** Start of Page **

# Recommendations - Irrigation companies in Atlanta



## Lawn Smith (Jun 8, 2020)

Has anybody in the north Atlanta area had an irrigation systems installed by a company that they would recommend? I've called a few places but none of them use a vibratory plow for the trenching (which I would prefer over traditional trenching machine).


----------



## corneliani (Apr 2, 2019)

Sorry bud, I have nothing. But I do want to say that leveling out irrigation trenches are a [email protected]#$!


----------



## klsmith259 (Oct 6, 2020)

Sorry, I can't recommend any companies but googling for vibratory plow and irrigation yields a couple results for the Atlanta area. There aren't a lot of results so most may use a regular trencher or don't 'advertise' it.


----------



## jayhawk (Apr 18, 2017)

Do they need to dig thru the yard or can the perimeter be sufficient, for most?

I insisted on minimal disruption, and they knew, I was 'detail oriented'. They tamped it back well, minimal sunken scars.

They did everything I asked, easy to work with but don't expect them to consult ...eg. SAM v 1800 or PGP vs i20


----------



## GAbermuda (9 mo ago)

Who did you use? I'm looking for a good installer


----------

** End of Page **
** Start of Stored data **

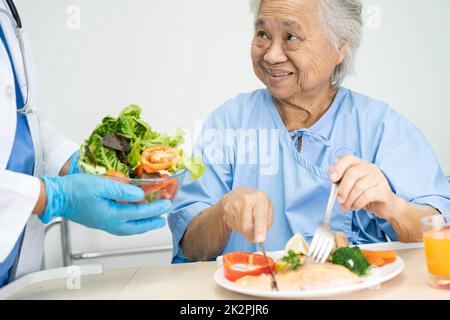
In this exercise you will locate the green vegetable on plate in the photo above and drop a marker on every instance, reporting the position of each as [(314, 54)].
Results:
[(351, 258)]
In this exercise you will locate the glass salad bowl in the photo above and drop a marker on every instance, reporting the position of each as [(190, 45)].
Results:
[(155, 188)]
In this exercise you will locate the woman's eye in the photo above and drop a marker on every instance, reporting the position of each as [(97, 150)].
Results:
[(262, 34)]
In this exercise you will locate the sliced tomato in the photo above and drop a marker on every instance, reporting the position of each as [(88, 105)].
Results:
[(159, 158), (240, 264)]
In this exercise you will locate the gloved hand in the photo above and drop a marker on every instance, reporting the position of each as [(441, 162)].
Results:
[(91, 201)]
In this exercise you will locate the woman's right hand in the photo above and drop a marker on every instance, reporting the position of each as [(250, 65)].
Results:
[(248, 212)]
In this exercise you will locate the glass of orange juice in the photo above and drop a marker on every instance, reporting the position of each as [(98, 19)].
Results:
[(436, 238)]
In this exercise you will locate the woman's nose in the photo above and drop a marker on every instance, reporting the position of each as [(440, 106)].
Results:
[(275, 54)]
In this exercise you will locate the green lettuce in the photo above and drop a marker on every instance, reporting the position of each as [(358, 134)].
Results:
[(98, 154)]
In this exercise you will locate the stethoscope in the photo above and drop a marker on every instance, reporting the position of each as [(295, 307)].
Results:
[(16, 23)]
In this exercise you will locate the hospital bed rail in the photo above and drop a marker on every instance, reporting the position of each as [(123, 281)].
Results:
[(69, 257)]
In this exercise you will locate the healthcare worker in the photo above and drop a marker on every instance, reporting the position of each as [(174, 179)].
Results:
[(33, 160)]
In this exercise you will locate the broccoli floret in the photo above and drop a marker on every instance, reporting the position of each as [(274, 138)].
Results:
[(352, 259)]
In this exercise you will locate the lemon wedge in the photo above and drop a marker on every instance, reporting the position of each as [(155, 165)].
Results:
[(297, 244)]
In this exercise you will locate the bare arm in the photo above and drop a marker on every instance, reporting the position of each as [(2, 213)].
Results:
[(246, 211), (363, 186), (206, 236)]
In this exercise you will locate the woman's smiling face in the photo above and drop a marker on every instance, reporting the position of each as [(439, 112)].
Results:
[(291, 52)]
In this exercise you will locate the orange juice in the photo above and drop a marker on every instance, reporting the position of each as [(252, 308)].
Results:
[(437, 250)]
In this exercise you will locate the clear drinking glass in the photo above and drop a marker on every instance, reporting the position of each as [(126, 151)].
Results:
[(436, 238)]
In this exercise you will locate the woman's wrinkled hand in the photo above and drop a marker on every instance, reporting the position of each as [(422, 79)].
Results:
[(248, 212), (363, 185)]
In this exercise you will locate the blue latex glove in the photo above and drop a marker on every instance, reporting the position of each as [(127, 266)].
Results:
[(91, 201)]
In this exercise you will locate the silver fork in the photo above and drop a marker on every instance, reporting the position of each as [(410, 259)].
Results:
[(323, 240)]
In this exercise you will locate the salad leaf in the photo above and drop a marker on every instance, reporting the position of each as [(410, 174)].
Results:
[(194, 165), (134, 157), (107, 126), (173, 141), (118, 143), (106, 157)]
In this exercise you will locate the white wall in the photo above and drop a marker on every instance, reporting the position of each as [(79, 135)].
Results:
[(181, 59)]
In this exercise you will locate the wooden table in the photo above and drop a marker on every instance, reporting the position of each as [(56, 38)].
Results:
[(195, 282)]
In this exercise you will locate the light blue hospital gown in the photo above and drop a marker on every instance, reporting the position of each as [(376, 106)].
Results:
[(246, 144)]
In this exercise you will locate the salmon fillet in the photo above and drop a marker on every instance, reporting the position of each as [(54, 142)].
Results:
[(309, 276)]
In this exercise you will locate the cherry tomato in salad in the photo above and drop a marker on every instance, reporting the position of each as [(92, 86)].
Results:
[(159, 158), (167, 189), (240, 264)]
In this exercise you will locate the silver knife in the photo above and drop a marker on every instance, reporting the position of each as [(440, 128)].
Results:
[(272, 272)]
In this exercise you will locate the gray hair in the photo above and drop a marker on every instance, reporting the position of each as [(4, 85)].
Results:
[(342, 19)]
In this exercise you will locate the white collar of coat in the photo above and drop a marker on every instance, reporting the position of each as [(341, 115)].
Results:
[(13, 45)]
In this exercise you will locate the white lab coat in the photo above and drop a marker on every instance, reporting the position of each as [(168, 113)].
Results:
[(19, 192)]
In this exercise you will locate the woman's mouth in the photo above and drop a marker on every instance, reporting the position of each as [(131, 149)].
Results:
[(277, 76)]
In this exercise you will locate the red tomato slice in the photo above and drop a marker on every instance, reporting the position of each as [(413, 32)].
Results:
[(240, 264), (159, 158)]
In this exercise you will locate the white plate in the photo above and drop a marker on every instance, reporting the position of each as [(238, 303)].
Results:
[(376, 277)]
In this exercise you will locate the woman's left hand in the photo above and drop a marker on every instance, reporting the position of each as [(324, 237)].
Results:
[(362, 185)]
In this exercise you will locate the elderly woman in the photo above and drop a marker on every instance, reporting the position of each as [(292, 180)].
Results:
[(271, 156)]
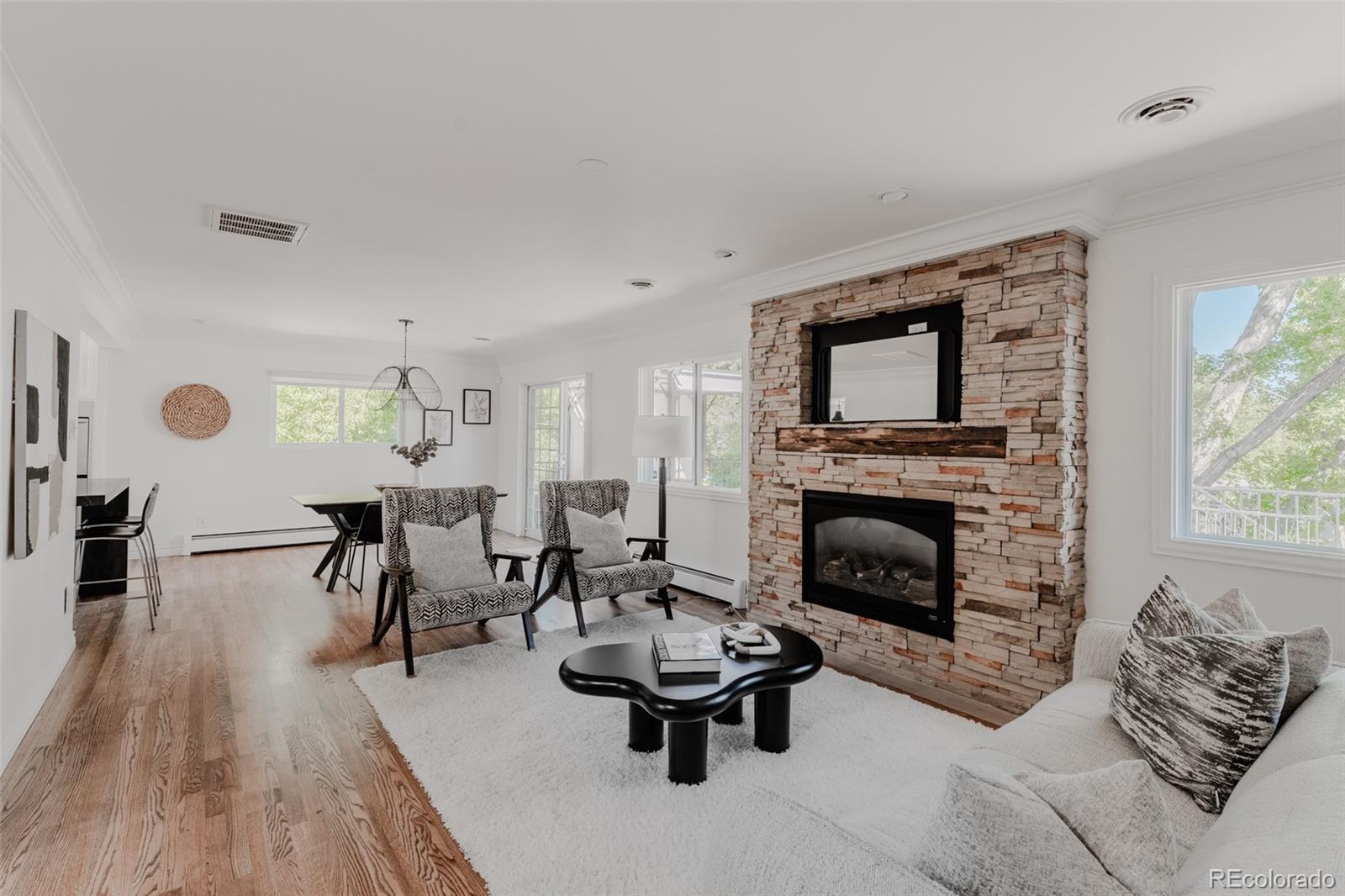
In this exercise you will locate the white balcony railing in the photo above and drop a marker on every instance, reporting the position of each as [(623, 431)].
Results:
[(1262, 514)]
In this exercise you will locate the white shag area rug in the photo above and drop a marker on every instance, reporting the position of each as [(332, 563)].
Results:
[(538, 788)]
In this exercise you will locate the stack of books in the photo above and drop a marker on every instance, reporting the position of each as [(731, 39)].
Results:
[(686, 656)]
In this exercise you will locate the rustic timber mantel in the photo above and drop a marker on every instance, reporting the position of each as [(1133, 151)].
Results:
[(921, 441)]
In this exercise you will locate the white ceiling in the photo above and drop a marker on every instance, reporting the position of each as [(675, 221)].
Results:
[(432, 147)]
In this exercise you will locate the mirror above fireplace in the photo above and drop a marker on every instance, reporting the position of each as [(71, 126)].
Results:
[(889, 367), (885, 559)]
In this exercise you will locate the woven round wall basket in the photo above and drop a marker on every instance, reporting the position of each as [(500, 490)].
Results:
[(195, 410)]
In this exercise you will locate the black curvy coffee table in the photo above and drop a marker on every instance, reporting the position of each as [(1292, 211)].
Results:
[(627, 672)]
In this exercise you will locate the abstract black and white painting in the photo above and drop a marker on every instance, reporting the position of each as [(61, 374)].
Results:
[(40, 430)]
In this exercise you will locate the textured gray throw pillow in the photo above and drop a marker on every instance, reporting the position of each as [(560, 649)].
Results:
[(603, 540), (1200, 703), (448, 559), (1106, 833), (1309, 649)]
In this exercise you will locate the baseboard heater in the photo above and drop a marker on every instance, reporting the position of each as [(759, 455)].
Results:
[(731, 591), (208, 542)]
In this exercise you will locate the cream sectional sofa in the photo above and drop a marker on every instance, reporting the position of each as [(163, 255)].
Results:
[(1286, 817)]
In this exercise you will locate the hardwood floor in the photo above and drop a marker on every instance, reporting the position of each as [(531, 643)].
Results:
[(229, 752)]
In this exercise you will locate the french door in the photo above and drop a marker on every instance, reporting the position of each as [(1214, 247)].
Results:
[(557, 430)]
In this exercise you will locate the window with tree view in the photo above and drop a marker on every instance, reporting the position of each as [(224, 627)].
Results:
[(333, 414), (709, 392), (1266, 412)]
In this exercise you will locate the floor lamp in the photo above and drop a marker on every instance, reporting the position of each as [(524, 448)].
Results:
[(662, 437)]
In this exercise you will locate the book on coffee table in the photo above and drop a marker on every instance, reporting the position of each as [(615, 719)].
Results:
[(694, 653)]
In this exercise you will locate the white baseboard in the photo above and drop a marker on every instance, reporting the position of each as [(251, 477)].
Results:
[(208, 542), (731, 591), (42, 687)]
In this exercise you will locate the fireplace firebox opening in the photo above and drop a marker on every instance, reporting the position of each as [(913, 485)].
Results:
[(885, 559)]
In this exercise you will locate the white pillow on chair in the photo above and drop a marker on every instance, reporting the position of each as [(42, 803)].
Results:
[(603, 540), (448, 559)]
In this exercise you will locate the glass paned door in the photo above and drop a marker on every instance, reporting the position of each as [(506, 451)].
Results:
[(556, 440), (544, 447)]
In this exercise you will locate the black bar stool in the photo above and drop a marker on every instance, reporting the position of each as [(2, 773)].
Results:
[(132, 529)]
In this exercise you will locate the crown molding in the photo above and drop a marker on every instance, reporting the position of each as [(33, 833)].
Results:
[(29, 156), (1082, 208), (1304, 171), (182, 331)]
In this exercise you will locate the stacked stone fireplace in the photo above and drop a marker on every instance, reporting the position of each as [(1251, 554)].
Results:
[(1010, 474)]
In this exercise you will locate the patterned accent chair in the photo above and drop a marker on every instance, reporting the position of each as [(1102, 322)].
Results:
[(598, 497), (421, 609)]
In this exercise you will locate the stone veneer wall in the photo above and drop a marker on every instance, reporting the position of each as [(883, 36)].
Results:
[(1020, 519)]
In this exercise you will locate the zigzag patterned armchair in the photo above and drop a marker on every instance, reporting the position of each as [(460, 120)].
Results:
[(567, 579), (423, 609)]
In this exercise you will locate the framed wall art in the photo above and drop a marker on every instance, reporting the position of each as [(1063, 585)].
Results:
[(40, 432), (477, 407), (437, 424)]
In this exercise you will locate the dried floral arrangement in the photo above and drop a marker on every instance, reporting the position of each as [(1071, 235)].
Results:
[(417, 454)]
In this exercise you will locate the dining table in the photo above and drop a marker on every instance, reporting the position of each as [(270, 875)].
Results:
[(345, 510)]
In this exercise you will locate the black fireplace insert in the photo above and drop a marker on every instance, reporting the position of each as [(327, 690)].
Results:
[(885, 559)]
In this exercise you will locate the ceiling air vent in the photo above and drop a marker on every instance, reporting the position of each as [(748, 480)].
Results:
[(1163, 108), (257, 226)]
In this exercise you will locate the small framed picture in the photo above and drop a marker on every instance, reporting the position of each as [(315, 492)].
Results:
[(477, 407), (437, 424)]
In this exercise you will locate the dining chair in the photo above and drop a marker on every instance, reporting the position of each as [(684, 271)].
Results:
[(132, 530), (365, 532)]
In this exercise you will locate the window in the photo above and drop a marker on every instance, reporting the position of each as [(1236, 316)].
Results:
[(709, 392), (330, 412), (1259, 414)]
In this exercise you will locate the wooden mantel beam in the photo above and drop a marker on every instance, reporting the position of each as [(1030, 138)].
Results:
[(923, 441)]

** End of Stored data **

> **Exercise 1**
Answer these questions from the irrigation thread:
(a) What does Lawn Smith prefer over a traditional trenching machine?
(b) What did googling for vibratory plow and irrigation yield, according to klsmith259?
(c) What does jayhawk say not to expect the installers to do?
> **Exercise 2**
Turn the paragraph in the irrigation thread that begins "Has anybody in the north Atlanta area" into a short list that keeps its main facts.
> **Exercise 3**
Decide whether each statement agrees with the irrigation thread. Answer yes or no, and quote the words from the thread that decide it.
(a) Lawn Smith is looking for an installer in the south Atlanta area.
(b) jayhawk says the crew tamped the ground back well.
(c) klsmith259 found a lot of search results.
The listing has no role in this work.

> **Complete output 1**
(a) A vibratory plow for the trenching.
(b) A couple results for the Atlanta area.
(c) Consult, for example on SAM v 1800 or PGP vs i20.

> **Complete output 2**
- Asks for a recommended company that installs irrigation systems in the north Atlanta area.
- Has called a few places.
- None of them use a vibratory plow for trenching, which the poster prefers over a traditional trenching machine.

> **Complete output 3**
(a) No: "in the north Atlanta area"
(b) Yes: "They tamped it back well, minimal sunken scars."
(c) No: "There aren't a lot of results"